Brief 1: In the text about the film "Gandhi," reproduce verbatim the passage starting at "Arguably, the film" and ending at "implementing nonviolent action.".
Brief 2: List every organization named in the text about the film "Gandhi."

Excerpt provided:

+ + + +

Film #13 “Gandhi” (1982). We viewed it Tuesday.

Reading for Thursday: Sharp, Gene, There Are Realistic Alternatives (Boston: Albert Einstein Institution, 2003).

Photo credit: U.S. Department of State

“Gandhi” is an outstanding film about the public life of Mohandas Karamchand Gandhi, often called Mohatma for “great soul.” The work won 8 Academy Awards, including Oscars for Best Picture, Best Actor and Best Director. Unfortunately, at 188 minutes, it is difficult to use in a classroom setting. The Tuesday section of my class meets for 150 minutes, plenty of time for almost every film this semester, but insufficient for this one.

Nonetheless, I selected the film because of the unique perspective it offers on global politics.

After all, Gandhi was the key figure in the mass movement leading up to Indian independence and is best known for his advocacy and use of nonviolent noncooperation. Gandhi’s beliefs, teachings and practices constitute the “text” of this film. It is essentially impossible to separate his ideas and life from the action on the screen.

The struggle for independence was difficult. It took years for civil disobedience to evict the British from the Indian subcontinent, many thousands of Gandhi’s followers died in the various related struggles, and his desire for a unified India failed when the independent and separate Muslim state of Pakistan was created.

Nonetheless, the film tells a story of inspirational success — and focuses on actors and ideas that are rarely discussed in the mainstream of the international relations field. Unlike the discipline, this film centers upon the nonviolent noncooperative strategies employed by ordinary people in places — for the most part, at least — far removed from the Great Hall or battlefield.

Arguably, the film belongs to the genre of comedy, which allows me to place it within the broader theme of this class. Comedies, recall, typically focus on the day-to-day successes of ordinary people. While Gandhi’s accomplishments ultimately proved to be sweeping in scope, and certainly changed the identity of those sitting in the Great Hall, the film emphasizes the prolonged incremental progress achieved by his “constancy of purpose.

Gene Sharp’s monograph, which the author has placed in the public domain, puts noncooperative nonviolence in a broader context. On the macro-level, he develops ideas about nonviolent grand strategy. On the micro-level, Sharp identifies nearly 200 tactics for implementing nonviolent action.

I encountered Sharp about 20 years ago in a workshop in Mexico sponsored by the MacArthur Foundation and Social Science Research Council. He is a founder of the Albert Einstein Institution and continues to produce interesting work for that organization. His CV is lengthy and impressive, but includes few publications in IR journals.

The students and I discussed a number of reasons why the field pays so little attention to nonviolent strategies of noncooperation. Given core assumptions traditionally embraced by IR scholars, the answer is perhaps unremarkable.

+ + + +

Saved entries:
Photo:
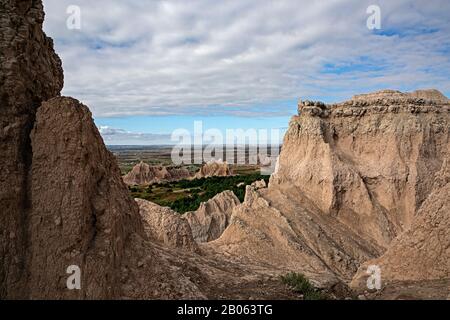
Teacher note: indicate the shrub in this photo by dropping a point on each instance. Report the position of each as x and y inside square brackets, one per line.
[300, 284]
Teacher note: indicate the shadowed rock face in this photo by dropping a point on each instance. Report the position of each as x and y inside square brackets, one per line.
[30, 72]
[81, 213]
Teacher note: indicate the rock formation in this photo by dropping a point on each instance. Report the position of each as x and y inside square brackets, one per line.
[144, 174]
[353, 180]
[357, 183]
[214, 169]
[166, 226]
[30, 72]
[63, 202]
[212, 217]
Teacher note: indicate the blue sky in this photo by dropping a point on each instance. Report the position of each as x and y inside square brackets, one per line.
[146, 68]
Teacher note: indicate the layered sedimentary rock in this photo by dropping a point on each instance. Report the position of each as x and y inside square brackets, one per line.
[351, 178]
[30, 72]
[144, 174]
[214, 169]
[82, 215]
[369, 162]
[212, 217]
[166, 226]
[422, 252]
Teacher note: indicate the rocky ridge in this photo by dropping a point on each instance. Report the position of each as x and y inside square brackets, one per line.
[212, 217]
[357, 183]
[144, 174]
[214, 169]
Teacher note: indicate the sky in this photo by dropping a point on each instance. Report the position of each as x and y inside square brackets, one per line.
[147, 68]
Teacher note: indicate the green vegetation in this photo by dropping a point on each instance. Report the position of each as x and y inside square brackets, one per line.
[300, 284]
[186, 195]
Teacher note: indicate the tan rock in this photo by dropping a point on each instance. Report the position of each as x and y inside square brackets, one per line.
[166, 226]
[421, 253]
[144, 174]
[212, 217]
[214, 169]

+ + + +

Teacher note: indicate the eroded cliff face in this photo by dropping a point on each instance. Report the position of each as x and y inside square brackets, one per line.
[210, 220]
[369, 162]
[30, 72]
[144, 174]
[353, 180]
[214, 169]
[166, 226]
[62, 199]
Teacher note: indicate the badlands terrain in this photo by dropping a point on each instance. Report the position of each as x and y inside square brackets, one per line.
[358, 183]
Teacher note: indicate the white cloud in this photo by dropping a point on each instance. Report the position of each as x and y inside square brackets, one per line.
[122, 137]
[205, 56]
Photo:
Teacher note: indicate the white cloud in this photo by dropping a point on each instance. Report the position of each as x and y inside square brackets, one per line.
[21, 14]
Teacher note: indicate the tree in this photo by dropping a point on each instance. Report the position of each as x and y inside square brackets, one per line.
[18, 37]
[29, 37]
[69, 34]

+ + + +

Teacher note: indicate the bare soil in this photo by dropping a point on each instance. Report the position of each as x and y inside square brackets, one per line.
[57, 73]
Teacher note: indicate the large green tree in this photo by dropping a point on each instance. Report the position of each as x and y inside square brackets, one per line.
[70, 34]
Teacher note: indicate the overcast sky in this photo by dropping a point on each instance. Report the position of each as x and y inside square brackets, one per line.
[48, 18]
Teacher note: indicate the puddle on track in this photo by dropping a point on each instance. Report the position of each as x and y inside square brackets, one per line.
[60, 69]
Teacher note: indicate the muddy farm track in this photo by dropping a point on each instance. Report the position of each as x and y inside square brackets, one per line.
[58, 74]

+ + + +

Task output 1:
Arguably, the film belongs to the genre of comedy, which allows me to place it within the broader theme of this class. Comedies, recall, typically focus on the day-to-day successes of ordinary people. While Gandhi’s accomplishments ultimately proved to be sweeping in scope, and certainly changed the identity of those sitting in the Great Hall, the film emphasizes the prolonged incremental progress achieved by his “constancy of purpose.

Gene Sharp’s monograph, which the author has placed in the public domain, puts noncooperative nonviolence in a broader context. On the macro-level, he develops ideas about nonviolent grand strategy. On the micro-level, Sharp identifies nearly 200 tactics for implementing nonviolent action.

Task output 2:
Albert Einstein Institution
U.S. Department of State
MacArthur Foundation
Social Science Research Council